> **REQUIREMENT**: Reproduce each of the entries below word for word.

> **AVAILABLE RECORDS**:
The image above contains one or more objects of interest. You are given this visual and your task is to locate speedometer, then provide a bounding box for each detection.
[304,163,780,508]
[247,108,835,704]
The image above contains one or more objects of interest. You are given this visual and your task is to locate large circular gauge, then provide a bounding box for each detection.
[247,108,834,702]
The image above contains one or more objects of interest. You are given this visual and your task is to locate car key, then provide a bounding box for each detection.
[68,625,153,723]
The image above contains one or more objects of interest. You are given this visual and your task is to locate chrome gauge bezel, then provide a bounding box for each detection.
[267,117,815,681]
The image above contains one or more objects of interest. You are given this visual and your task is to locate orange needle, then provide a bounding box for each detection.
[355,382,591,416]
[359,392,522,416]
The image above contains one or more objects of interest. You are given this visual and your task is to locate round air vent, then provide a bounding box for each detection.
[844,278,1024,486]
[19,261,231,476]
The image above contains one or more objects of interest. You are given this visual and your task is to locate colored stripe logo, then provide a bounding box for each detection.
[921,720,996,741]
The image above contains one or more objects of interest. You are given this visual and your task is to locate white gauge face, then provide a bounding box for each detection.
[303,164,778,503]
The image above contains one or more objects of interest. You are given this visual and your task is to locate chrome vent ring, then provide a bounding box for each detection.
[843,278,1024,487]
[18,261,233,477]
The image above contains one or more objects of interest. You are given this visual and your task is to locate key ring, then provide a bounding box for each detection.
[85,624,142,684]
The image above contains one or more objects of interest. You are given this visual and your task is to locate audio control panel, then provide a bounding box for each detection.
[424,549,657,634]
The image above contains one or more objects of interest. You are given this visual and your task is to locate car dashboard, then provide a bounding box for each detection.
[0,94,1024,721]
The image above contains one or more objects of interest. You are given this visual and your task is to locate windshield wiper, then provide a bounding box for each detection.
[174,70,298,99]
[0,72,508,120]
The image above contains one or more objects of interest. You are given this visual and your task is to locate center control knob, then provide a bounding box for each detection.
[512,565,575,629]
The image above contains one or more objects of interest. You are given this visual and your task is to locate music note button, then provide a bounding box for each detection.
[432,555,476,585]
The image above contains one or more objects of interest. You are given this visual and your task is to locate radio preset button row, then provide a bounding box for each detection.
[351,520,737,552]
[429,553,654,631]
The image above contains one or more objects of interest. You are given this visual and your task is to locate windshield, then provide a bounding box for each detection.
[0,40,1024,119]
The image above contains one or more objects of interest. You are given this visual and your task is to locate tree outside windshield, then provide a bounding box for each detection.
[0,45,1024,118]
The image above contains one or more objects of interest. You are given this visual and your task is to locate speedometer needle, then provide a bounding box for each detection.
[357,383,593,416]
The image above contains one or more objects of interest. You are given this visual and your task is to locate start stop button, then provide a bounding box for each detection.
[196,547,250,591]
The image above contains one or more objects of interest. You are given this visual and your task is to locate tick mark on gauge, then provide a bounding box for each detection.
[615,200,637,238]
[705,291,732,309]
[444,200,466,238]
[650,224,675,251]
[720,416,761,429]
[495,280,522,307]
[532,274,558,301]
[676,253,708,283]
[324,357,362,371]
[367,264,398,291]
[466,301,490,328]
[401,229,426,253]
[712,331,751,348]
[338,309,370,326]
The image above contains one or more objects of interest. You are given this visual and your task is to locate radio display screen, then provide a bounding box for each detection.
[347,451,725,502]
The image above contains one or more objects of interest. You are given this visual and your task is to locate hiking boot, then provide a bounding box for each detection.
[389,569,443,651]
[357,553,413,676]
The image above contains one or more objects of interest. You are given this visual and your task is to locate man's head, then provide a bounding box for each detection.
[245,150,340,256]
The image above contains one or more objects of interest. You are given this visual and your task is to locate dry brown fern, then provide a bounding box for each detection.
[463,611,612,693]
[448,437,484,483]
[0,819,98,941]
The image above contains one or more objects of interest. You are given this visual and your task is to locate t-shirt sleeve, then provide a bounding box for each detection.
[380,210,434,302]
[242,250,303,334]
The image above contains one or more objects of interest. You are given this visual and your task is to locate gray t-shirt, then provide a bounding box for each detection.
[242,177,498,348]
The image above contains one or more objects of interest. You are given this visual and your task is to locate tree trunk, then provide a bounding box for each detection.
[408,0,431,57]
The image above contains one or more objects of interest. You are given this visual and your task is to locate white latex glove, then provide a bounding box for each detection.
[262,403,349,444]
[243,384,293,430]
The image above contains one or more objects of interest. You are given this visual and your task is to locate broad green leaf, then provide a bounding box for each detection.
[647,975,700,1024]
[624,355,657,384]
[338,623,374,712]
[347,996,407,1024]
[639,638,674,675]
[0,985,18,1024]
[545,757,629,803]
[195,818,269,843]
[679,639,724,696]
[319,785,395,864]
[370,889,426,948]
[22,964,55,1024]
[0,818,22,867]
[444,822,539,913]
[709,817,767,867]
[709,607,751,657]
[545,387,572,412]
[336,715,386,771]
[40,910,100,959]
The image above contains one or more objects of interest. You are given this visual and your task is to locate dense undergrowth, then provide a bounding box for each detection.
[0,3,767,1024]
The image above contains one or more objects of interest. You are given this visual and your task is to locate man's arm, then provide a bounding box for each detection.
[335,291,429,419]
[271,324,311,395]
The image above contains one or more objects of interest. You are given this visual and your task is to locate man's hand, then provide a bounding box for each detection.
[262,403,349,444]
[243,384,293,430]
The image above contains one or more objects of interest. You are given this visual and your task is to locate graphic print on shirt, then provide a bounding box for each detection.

> **SOLUTION FOR THIS PROBLEM**:
The image above contains one or more objects of interest. You are given this visual and your task is to locate speedometer, then provide a bounding box for each detection.
[304,163,780,508]
[247,108,835,704]
The image above contains one or more objects of interest. You are given this visual and your task is to locate large circular gauge, then provide a bounding box for each detection.
[247,108,834,702]
The image above contains one or more objects of interest. You are given this visual and your task is to locate car key, then provide a bounding box for each detection.
[68,625,153,723]
The image above contains one or more objects of interest. You are given this visual and your task is to locate chrome gauge bezel, then provide a bounding box for each detection.
[267,117,815,681]
The image above contains one or more objects of interest. You are given this visual and your task is to locate orange needle, then provide a bounding box for each detection.
[355,382,591,416]
[359,392,522,416]
The image above contains one or more objects of interest. You are given this visual and your task is to locate round air vent, then provide a bounding box for each detection.
[844,278,1024,486]
[19,261,231,476]
The image above contains one or more objects of interest. You are given this visual and your task is to locate colored stripe logo, then provide a bounding box for each detection.
[921,720,996,741]
The image above contains one or more objects of interest. You are given this visual and your task is to locate white gauge face, then provide a bounding box for each detection.
[303,164,778,503]
The image above contains one or more objects of interest. You are given this visual and your task is to locate chrome vent ring, then provide a bounding box for each detection.
[843,278,1024,487]
[18,261,233,477]
The image above contains one or more objects of interest. You are given this visual and your task is to locate key ring, then provide a bounding box for each detection.
[85,624,142,684]
The image above contains one or more objects of interest. You are given this visual and your task is to locate audio control panel, then provide a bounding box for each detection.
[424,549,657,634]
The image above contains one or more objects of interest. You are given this visual and your task is to locate car dashboard, then provide a bounding box for each detection.
[0,94,1024,721]
The image above contains one or more objects of interest. You are given this visual and your task is to locate windshield wiper, then provide a bounding box for each detection.
[174,70,298,99]
[0,72,508,120]
The image above contains one or more objects of interest. You are given this visual and your task is to locate center control knob, then provide a bounding box for each detection.
[512,565,575,629]
The image above contains one or more objects of interest. You are given this visual and your task is to locate music note button, then provide a bounding box for each detection.
[432,555,476,585]
The image above contains one or more objects of interest. You are given this visual and your task is to locate radio preset button row, then provide a bounding box for each detection.
[351,520,737,552]
[429,553,654,631]
The image above contains one or more objects of interest. You are given this visual and your task is to locate windshield, then provide a bounding box for each detection.
[0,40,1024,119]
The image above contains one or more objects of interest. You are given this visual and your task is to locate tree outside windshield, then provide a bounding box for each detection.
[0,45,1024,118]
The image above contains one or more objects of interest. You are given this visual and your task is to locate speedometer needle, then provide a bounding box for each detection.
[357,383,593,416]
The image above contains one or more objects of interest. You are given this visual and your task is to locate start stop button, then provide a bounding box for each detection.
[196,547,250,591]
The image above contains one or more objects of interest. You are given this visual and your task is to locate tick mark on gauge, then provide a bounding box for each detection.
[615,200,637,238]
[705,291,732,309]
[444,200,466,238]
[650,224,675,251]
[720,416,761,429]
[495,280,522,307]
[532,274,558,301]
[676,253,708,283]
[324,357,362,371]
[367,264,398,291]
[466,301,490,328]
[401,229,426,253]
[712,331,751,348]
[338,309,370,326]
The image above contains one or more objects of interest. You are given this visual and your task is to locate radio display screen, then provide a bounding box for each detection.
[347,451,725,502]
The image above contains one or more objects of interest. You are given this visual and your task is to locate hiking boot, then provide a bounding box for each detection.
[389,569,443,651]
[357,553,413,676]
The image above contains one or more objects of interest. You are given this visual and your task is to locate man's head, then provide a bounding box for each detection.
[245,150,340,256]
The image above contains one or more objects of interest. You are given this visual and your task is to locate dry brown fern, then provide a bounding box for each detection.
[463,611,612,693]
[448,437,484,483]
[0,819,98,941]
The image above contains one or more objects of interest. You are given this visual and your task is to locate t-shirt sleeve, then provide a bounding box for each detection.
[380,210,434,302]
[242,250,303,334]
The image above contains one or more objects of interest. You are given this visual and your task is to locate gray t-shirt, then provide a bounding box for each detection.
[242,177,498,348]
The image above contains one or more objects of interest. You are given this visual and your task is to locate tree trunk, then provide a bounding box for each detection.
[408,0,431,57]
The image above contains one or more objects of interest. You are given this visual and your task is to locate white latex glove, then provide a bounding box for each detection.
[262,403,349,444]
[243,384,293,430]
The image above contains one or more objects of interest. You are given this visual and your task is to locate broad green leaf, then provide a bounding box for each detection.
[647,975,700,1024]
[624,355,657,384]
[338,623,374,712]
[347,996,407,1024]
[639,638,674,675]
[0,985,18,1024]
[545,757,629,803]
[195,818,269,843]
[679,639,724,696]
[319,785,395,864]
[370,889,426,948]
[22,964,55,1024]
[0,818,22,867]
[444,822,539,913]
[709,817,767,867]
[709,607,751,657]
[545,387,572,412]
[336,715,386,771]
[40,910,100,959]
The image above contains one or more objects of interest. You are given this visual and your task is to locate dense undergrowth, then provide a bounding box for each detection.
[0,3,767,1024]
The image above contains one or more objects of interest. You are given this visual and your task is to locate man's arm, then provide a bounding box for each detection.
[335,291,429,419]
[271,324,311,395]
The image above contains one or more objects of interest. You are given this visual and your task is to locate man's hand, then provide a bounding box for each detection.
[262,403,349,444]
[243,384,293,430]
The image above contains one or more objects of interest. You are given this visual and your task is to locate graphic print on shirt, then provide a bounding box for each detection.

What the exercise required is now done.